== WHAT IS NEEDED ==
Please count the lines in the records below that contain the string "pedestrian", with case counting, and reply with the number alone.

== DATA TO USE ==
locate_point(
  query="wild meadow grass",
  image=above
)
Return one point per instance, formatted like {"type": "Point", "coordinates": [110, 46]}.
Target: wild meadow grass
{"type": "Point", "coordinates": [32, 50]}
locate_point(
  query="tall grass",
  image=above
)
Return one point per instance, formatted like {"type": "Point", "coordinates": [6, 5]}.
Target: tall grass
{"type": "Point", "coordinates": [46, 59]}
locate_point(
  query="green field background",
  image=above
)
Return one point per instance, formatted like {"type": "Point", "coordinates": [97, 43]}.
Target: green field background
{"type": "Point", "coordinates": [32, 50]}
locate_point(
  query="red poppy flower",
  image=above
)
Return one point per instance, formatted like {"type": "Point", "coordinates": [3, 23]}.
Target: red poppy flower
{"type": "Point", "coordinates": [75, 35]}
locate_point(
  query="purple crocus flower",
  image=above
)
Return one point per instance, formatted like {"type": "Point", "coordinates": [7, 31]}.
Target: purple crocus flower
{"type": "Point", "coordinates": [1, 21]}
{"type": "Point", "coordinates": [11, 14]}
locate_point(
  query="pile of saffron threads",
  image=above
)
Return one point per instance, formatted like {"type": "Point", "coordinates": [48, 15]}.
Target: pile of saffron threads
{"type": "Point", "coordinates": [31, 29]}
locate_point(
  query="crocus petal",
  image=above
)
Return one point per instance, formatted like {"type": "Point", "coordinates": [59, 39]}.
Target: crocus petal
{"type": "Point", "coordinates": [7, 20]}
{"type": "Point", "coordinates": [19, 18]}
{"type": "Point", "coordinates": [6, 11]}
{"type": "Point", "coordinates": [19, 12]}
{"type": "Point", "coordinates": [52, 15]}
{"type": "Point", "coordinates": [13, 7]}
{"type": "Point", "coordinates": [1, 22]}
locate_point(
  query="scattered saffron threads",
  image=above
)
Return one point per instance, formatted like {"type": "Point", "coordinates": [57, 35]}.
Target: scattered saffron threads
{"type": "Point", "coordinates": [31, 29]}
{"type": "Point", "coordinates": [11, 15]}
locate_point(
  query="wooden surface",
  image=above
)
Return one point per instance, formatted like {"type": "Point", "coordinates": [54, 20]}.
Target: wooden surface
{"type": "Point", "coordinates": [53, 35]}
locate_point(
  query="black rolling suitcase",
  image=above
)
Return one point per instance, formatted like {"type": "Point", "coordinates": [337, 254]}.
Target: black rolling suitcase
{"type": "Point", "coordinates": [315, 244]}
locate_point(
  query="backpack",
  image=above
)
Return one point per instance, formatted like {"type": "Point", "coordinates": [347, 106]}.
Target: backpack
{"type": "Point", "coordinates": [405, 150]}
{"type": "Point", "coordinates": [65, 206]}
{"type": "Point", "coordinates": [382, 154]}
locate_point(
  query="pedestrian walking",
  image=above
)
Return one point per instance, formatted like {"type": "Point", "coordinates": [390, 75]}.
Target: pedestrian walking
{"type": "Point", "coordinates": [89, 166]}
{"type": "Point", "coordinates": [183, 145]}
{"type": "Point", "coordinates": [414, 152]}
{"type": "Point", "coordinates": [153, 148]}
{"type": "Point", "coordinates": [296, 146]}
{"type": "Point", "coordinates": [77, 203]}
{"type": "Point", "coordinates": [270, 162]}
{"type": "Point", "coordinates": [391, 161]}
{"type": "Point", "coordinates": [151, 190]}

== FINISHED ANSWER ==
2